Natural language region descriptions:
· · · · · · ·

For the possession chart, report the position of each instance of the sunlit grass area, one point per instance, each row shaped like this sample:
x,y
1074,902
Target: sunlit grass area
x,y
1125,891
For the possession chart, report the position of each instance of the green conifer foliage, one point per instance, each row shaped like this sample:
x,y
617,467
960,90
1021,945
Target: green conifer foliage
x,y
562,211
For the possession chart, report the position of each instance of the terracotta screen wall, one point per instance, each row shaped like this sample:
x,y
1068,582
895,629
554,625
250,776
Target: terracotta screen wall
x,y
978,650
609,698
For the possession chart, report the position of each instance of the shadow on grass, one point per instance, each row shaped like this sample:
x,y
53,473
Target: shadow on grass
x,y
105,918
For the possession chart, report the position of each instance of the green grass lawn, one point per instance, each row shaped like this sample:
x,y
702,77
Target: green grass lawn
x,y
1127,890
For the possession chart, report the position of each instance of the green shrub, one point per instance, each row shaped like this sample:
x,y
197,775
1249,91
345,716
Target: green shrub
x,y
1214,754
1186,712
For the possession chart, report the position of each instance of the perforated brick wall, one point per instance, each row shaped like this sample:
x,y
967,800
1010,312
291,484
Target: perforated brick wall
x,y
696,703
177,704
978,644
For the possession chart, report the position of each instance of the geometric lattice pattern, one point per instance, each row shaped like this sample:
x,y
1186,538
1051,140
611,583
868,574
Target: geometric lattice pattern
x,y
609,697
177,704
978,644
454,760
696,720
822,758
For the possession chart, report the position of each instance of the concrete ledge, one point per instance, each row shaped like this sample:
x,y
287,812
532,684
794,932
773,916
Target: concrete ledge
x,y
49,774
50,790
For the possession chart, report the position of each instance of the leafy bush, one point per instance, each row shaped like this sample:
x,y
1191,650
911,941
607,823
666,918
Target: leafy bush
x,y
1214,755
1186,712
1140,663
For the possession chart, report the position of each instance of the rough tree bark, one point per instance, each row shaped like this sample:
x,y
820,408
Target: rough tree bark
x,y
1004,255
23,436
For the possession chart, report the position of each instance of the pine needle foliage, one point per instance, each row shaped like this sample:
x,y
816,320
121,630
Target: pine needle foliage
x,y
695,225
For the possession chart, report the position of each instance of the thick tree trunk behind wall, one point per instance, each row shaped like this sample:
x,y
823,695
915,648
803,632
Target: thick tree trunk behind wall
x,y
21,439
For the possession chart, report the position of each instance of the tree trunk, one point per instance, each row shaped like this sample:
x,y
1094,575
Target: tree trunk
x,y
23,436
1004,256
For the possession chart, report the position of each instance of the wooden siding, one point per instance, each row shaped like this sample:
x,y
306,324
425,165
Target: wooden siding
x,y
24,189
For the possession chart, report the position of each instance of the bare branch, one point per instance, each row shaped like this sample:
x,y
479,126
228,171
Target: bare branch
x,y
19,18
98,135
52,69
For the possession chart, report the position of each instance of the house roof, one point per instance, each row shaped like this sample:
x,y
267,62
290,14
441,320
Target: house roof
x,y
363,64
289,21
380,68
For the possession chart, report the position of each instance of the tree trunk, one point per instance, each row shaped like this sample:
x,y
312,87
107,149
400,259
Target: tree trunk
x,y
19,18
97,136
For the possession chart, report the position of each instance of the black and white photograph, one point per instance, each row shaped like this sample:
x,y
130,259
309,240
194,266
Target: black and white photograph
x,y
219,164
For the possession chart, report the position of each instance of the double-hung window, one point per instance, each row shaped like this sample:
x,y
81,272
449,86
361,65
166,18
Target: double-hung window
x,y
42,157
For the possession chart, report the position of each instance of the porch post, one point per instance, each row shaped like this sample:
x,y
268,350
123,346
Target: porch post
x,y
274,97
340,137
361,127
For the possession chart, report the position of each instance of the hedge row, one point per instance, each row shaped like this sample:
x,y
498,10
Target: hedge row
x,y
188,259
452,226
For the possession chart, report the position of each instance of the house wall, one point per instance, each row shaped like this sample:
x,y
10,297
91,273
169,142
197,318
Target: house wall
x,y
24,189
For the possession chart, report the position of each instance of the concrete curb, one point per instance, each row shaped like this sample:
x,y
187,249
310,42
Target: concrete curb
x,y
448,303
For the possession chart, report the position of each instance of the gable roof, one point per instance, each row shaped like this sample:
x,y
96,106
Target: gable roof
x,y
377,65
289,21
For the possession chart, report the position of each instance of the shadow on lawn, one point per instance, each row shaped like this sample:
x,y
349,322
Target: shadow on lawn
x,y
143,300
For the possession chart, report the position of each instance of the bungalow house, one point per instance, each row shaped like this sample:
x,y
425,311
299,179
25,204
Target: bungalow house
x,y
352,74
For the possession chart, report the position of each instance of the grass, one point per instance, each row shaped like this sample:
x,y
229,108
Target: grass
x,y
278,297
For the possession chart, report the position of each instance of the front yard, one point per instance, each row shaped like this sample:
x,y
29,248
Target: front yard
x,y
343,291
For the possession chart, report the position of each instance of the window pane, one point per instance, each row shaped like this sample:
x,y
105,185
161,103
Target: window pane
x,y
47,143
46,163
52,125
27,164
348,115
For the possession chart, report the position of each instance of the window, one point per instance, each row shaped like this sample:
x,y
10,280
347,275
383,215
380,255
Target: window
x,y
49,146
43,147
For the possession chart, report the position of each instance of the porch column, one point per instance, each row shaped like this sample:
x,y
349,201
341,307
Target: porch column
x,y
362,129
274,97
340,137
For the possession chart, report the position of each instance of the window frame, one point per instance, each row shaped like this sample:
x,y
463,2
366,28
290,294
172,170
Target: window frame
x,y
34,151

· · · · · · ·

> Work instruction: An exact repetition of the data above is all that is needed.

> Task answer:
For the possession chart, report the position of each instance of the sunlit grass area, one point per instance, each row shaped like this sample:
x,y
1074,902
Target: sunlit grass area
x,y
1125,891
For the possession chart, report the position of each instance of the green conifer foliage, one point per instance, each row shaped like this sample:
x,y
617,467
960,90
1021,945
Target: green conifer foliage
x,y
562,211
For the possession chart, report the position of each instance of the terracotta screen wall, one point per instance, each row shaped like this sample:
x,y
1068,582
895,629
554,625
250,776
Target: terracotta screen wall
x,y
978,650
609,698
For the possession chart, report the position of each instance of the shadow on grass, one point per instance, each row shaped like this sample:
x,y
53,473
Target: shadow on grass
x,y
105,918
For the possession chart, report the position of each instance of the green grass lawn, one point per instance, each row shaped like this sample:
x,y
702,77
Target: green grass lawn
x,y
1127,890
For the possession chart, report the position of each instance of the green shrub, one point per instance, each row shaped like this sample:
x,y
197,775
1249,91
345,716
Target: green shrub
x,y
1214,754
1186,712
For the possession chart, report the position of each instance of the perforated brick wall, one point per instance, each row shaped like this sample:
x,y
967,800
1010,312
291,484
Target: perforated brick wall
x,y
696,703
177,704
978,644
For the possession chart, report the position of each instance of the geometric lattice pattern, one point per instance, each row shaped like this sample:
x,y
1186,538
1051,140
611,583
868,574
Target: geometric lattice pattern
x,y
609,697
177,704
978,644
454,760
696,720
822,758
For the possession chart, report the position of each instance of the concrete ledge, one point per instance, each row shaped like this sample:
x,y
287,812
532,684
794,932
773,916
Target: concrete ledge
x,y
49,774
50,790
For the possession chart, report the position of each instance of the leafy bush, one point per instance, each row shaped like this sample:
x,y
1191,650
911,941
607,823
666,918
Target: leafy bush
x,y
1214,755
1186,712
1140,663
For the possession chart, report the position of each instance of the rough tree bark, one point per instance, each row shaped like this sample:
x,y
820,408
Target: rough tree bark
x,y
1004,255
23,436
For the possession chart, report the position of each instance of the pine needle foliage, one point per instance, each row shaped like this sample:
x,y
816,320
121,630
Target: pine needle foliage
x,y
695,225
For the possession chart, report the position of each instance of the thick tree trunk behind wall, one point per instance, each row shaped like this sample:
x,y
823,695
915,648
803,632
Target: thick tree trunk behind wall
x,y
21,439
For the possession chart, report the position of each instance of the tree trunk, one point per instance, each row shaped like this sample:
x,y
1094,575
Target: tree trunk
x,y
23,436
1004,256
For the possession chart, report the position of each instance of the wooden siding, one point per instance, each row shaped like this sample:
x,y
306,324
425,165
Target: wooden siding
x,y
24,189
For the possession chart, report the position of each instance of the bare branch, one point per instance, each row shaped like this sample:
x,y
479,126
228,171
Target: bare branch
x,y
19,18
98,135
52,69
For the possession chart, report the position of each instance of the house roof, one point per instance, each row shaped like this sample:
x,y
267,62
290,14
441,320
Target: house roof
x,y
363,64
289,21
380,68
For the possession chart, report the position of each instance of the tree trunk, one point per instance, each row shaped like this sample:
x,y
312,87
107,149
400,259
Target: tree trunk
x,y
19,18
97,136
For the possession chart, report the position of each instance of the black and white photograph, one point per instance, each row shaped like this sample:
x,y
130,259
309,240
194,266
Target: black and white photograph
x,y
219,164
For the possession chart, report the position of each instance of the double-hung window, one point per instance, each row shaped like this sample:
x,y
81,272
449,86
361,65
166,18
Target: double-hung window
x,y
42,157
For the possession chart, report the position of each instance of the porch post, one point per instance, each row shaped like this sample:
x,y
268,350
123,346
Target: porch post
x,y
274,97
340,137
361,127
For the possession chart, report the position of each instance of the hedge row, one point per instance, each row shaped like this sample:
x,y
498,10
Target: hedge row
x,y
188,259
452,226
For the possession chart, report the position of each instance of the house wall, one point per instance, each row shaped like this sample:
x,y
10,297
91,273
169,142
197,318
Target: house wall
x,y
24,189
For the possession chart, report the position of each instance of the concrete curb, one point per instance, each row shaped like this sample:
x,y
187,249
310,42
Target: concrete curb
x,y
448,303
For the possession chart, report the position of each instance of the gable roof, one point per instance, each row shaped like this sample:
x,y
96,106
Target: gable roof
x,y
377,65
289,21
For the possession chart, report the position of each instance of the shadow on lawn, one point per instance, each row shaped like this sample:
x,y
349,322
Target: shadow on lawn
x,y
143,300
For the possession chart, report the position of each instance of the bungalow house, one point per instance, each row shaped like this sample:
x,y
425,311
299,179
25,204
Target: bungalow house
x,y
352,74
For the possession chart, report the position of each instance of the grass, one point per instance, each row shaped like this sample:
x,y
229,108
Target: grass
x,y
278,297
For the possession chart, report the position of each instance of the front yard, one point per instance, each row shaped like this sample:
x,y
29,248
Target: front yard
x,y
343,291
For the possession chart, report the position of each instance of the window pane, one point per instance, each row shaped like this sample:
x,y
105,185
161,103
Target: window pane
x,y
47,143
46,163
52,125
27,164
348,115
For the possession chart, report the position of each instance of the window, one point per instance, each row shaped like this sample:
x,y
10,280
347,275
383,215
380,255
Target: window
x,y
49,146
43,147
For the possession chart, report the position of each instance of the porch column, one point per instance, each row shaped like this sample:
x,y
349,201
341,307
Target: porch column
x,y
362,129
274,97
340,137
For the possession chart, report the position of each instance of the window frame, one point per instance, each row shaped like this sample:
x,y
463,2
366,28
290,294
172,170
Target: window frame
x,y
34,151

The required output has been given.